-- start of INPUT DATA --

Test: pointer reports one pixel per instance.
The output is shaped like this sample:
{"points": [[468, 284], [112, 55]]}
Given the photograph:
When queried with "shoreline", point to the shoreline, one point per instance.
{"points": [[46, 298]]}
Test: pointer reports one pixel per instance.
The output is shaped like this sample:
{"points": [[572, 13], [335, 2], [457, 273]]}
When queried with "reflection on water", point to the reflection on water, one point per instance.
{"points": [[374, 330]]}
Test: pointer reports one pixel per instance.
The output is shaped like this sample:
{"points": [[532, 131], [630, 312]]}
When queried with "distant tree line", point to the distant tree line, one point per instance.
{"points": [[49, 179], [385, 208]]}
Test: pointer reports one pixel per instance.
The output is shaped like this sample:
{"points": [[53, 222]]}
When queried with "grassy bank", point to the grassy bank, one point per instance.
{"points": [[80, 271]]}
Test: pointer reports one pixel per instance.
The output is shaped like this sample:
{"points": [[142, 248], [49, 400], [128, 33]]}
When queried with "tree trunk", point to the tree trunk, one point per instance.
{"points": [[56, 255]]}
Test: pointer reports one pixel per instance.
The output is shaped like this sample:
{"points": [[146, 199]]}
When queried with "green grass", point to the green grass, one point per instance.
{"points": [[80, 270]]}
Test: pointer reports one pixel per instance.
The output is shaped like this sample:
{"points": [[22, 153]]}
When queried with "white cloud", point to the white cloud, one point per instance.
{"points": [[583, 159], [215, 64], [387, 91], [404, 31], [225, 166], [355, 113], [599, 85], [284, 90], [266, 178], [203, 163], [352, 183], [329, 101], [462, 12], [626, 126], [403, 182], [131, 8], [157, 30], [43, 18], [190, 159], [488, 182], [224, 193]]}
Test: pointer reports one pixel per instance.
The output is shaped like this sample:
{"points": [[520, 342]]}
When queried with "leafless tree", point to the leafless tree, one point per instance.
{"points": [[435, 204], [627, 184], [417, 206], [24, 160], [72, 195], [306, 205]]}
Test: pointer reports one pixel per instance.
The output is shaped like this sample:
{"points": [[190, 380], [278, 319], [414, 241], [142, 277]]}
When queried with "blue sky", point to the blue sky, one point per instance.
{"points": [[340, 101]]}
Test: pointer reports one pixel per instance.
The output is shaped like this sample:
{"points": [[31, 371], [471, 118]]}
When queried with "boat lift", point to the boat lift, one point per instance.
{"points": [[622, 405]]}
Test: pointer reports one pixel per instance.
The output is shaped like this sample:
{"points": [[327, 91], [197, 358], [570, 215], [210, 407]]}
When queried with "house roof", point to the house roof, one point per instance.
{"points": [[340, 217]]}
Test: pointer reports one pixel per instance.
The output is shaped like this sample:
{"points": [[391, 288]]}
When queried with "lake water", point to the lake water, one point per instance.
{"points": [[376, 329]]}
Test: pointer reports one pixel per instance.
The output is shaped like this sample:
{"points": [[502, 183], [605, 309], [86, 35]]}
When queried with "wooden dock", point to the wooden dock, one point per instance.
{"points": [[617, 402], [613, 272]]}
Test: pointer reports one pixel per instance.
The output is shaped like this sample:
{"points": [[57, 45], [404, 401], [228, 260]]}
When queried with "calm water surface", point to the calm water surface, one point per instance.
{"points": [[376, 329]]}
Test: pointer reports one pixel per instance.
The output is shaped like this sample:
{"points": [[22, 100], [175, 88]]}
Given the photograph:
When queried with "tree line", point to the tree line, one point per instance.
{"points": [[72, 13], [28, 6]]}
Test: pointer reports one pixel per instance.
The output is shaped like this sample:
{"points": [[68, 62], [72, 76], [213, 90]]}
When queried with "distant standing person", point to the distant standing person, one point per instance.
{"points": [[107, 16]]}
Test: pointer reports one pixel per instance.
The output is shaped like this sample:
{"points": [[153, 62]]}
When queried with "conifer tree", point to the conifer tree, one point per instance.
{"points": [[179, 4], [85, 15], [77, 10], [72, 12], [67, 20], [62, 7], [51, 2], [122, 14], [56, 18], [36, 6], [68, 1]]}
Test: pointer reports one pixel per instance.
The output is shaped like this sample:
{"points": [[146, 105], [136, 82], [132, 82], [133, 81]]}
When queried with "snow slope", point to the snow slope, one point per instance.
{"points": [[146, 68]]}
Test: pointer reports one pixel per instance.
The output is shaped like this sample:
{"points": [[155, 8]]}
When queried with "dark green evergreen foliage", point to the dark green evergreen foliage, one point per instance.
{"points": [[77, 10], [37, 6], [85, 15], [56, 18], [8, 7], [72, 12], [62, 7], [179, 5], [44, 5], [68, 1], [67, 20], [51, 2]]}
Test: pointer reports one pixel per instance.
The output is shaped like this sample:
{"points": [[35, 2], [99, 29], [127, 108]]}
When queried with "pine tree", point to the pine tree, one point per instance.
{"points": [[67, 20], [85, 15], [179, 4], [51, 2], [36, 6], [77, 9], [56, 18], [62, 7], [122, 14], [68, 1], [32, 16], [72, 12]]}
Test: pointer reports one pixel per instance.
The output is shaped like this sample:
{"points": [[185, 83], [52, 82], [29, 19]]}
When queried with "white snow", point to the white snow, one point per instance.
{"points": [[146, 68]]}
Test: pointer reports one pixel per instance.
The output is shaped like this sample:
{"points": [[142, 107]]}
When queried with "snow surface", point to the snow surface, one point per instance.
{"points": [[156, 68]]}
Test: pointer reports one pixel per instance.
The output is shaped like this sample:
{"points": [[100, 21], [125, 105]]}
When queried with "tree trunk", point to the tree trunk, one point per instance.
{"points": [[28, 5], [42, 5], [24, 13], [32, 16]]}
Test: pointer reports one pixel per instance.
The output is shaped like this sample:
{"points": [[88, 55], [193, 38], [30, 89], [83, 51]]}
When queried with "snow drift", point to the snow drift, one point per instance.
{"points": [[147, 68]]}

-- end of INPUT DATA --

> WORK REQUIRED: Transcribe the whole listing exactly.

> CORRECT OUTPUT:
Test: pointer reports one pixel per instance.
The output is shaped like this sample:
{"points": [[468, 284], [112, 55]]}
Given the photograph:
When queried with "shoreline", point to the shoreline, one point per instance.
{"points": [[46, 298]]}
Test: pointer reports one pixel per instance.
The output is shaped like this sample:
{"points": [[572, 13], [335, 2], [457, 273]]}
When queried with "reflection on water", point to the reflection on water, one point per instance.
{"points": [[374, 330]]}
Test: pointer reports one pixel per instance.
The output is shaped like this sample:
{"points": [[532, 131], [630, 312]]}
When queried with "distant tree line", point to the distant tree line, one point per instance.
{"points": [[49, 179], [385, 208]]}
Test: pointer reports one pixel per instance.
The output is shaped like this sample:
{"points": [[53, 222]]}
When queried with "grassy bank", point to the grassy bank, one point per instance.
{"points": [[80, 271]]}
Test: pointer reports one pixel per instance.
The output is shaped like this sample:
{"points": [[142, 248], [49, 400], [128, 33]]}
When queried with "tree trunk", point to the tree trunk, one point per instance.
{"points": [[56, 255]]}
Test: pointer reports one pixel per instance.
The output is shaped like this sample:
{"points": [[146, 199]]}
When queried with "green grass", point to the green grass, one point per instance.
{"points": [[80, 270]]}
Test: pointer reports one pixel per instance.
The output is shaped like this sample:
{"points": [[22, 153]]}
When queried with "white cloud", point to the white cloud, one point per instance.
{"points": [[583, 159], [215, 64], [387, 91], [404, 31], [225, 166], [355, 113], [599, 85], [284, 90], [266, 178], [203, 163], [352, 183], [329, 101], [462, 12], [626, 126], [403, 182], [131, 8], [157, 30], [43, 18], [190, 159], [488, 182], [224, 193]]}
Test: pointer reports one pixel per instance.
The output is shaped like this sample:
{"points": [[520, 342]]}
When queried with "leafless tree", point to the leafless tree, one point per instance.
{"points": [[435, 204], [627, 184], [417, 206], [24, 160], [72, 195], [306, 205]]}
Test: pointer reports one pixel per instance.
The output is shaped like this sample:
{"points": [[190, 380], [278, 319], [414, 241], [142, 277]]}
When queried with "blue sky", point to the blue sky, one point per instance.
{"points": [[340, 101]]}
Test: pointer reports one pixel per instance.
The output is shaped like this sample:
{"points": [[31, 371], [471, 118]]}
When queried with "boat lift", point to the boat lift, one point per instance.
{"points": [[622, 405]]}
Test: pointer reports one pixel per instance.
The output is shaped like this sample:
{"points": [[327, 91], [197, 358], [570, 215], [210, 407]]}
When queried with "house roof", point to the house roof, one point per instance.
{"points": [[340, 217]]}
Test: pointer reports one pixel per instance.
The output is shaped like this sample:
{"points": [[391, 288]]}
When queried with "lake water", point to the lake water, one point per instance.
{"points": [[376, 329]]}
Test: pointer reports one pixel per instance.
The output is shaped like this sample:
{"points": [[502, 183], [605, 309], [86, 35]]}
When queried with "wooden dock", point to the wooden dock, one point per instance.
{"points": [[617, 402], [613, 272]]}
Test: pointer reports one pixel per instance.
The output is shaped like this sample:
{"points": [[57, 45], [404, 401], [228, 260]]}
When queried with "calm water surface", point to the calm water surface, one point per instance.
{"points": [[376, 329]]}
Test: pointer reports one pixel per instance.
The output is shaped like this sample:
{"points": [[22, 100], [175, 88]]}
Given the photograph:
When queried with "tree line", point to the tree line, one point per instance.
{"points": [[72, 13], [28, 6]]}
Test: pointer reports one pixel per instance.
The output is shaped like this sample:
{"points": [[68, 62], [72, 76], [213, 90]]}
When queried with "distant standing person", point to the distant standing person, one point per instance.
{"points": [[107, 16]]}
Test: pointer reports one pixel per instance.
The output is shaped like this sample:
{"points": [[153, 62]]}
When queried with "conifer tree", point to the conifer tree, one point per instance.
{"points": [[179, 4], [85, 15], [77, 10], [72, 12], [67, 20], [62, 7], [51, 2], [122, 14], [56, 18], [36, 6], [68, 1]]}
Test: pointer reports one pixel per instance.
The output is shaped like this sample:
{"points": [[146, 105], [136, 82], [132, 82], [133, 81]]}
When queried with "snow slope", point to the snow slope, one point per instance.
{"points": [[146, 68]]}
Test: pointer reports one pixel per instance.
The output is shaped like this sample:
{"points": [[155, 8]]}
When queried with "dark green evergreen foliage", point to the dark green evergreen foliage, one point per instance.
{"points": [[77, 10], [37, 6], [85, 15], [56, 18], [8, 7], [72, 12], [62, 7], [179, 5], [44, 5], [68, 1], [67, 20], [51, 2]]}
Test: pointer reports one pixel per instance.
The output is shaped like this sample:
{"points": [[35, 2], [99, 29], [127, 108]]}
When queried with "pine tree", point to the pine tree, one point per instance.
{"points": [[67, 20], [85, 15], [179, 4], [51, 2], [36, 6], [77, 9], [56, 18], [62, 7], [122, 14], [68, 1], [32, 16], [72, 12]]}
Test: pointer reports one pixel per instance.
The output is shaped like this sample:
{"points": [[185, 83], [52, 82], [29, 19]]}
When queried with "white snow", point to the white snow, one point per instance.
{"points": [[146, 68]]}
Test: pointer reports one pixel per instance.
The output is shaped like this sample:
{"points": [[142, 107]]}
When queried with "snow surface", point to the snow surface, one point per instance.
{"points": [[156, 68]]}
Test: pointer reports one pixel per instance.
The output is shaped like this sample:
{"points": [[100, 21], [125, 105]]}
When queried with "tree trunk", point to the tree trunk, one point per instance.
{"points": [[28, 5], [42, 5], [24, 13], [32, 16]]}
Test: pointer reports one pixel per instance.
The output is shaped like this sample:
{"points": [[88, 55], [193, 38], [30, 89], [83, 51]]}
When queried with "snow drift", point to the snow drift, one point per instance.
{"points": [[147, 68]]}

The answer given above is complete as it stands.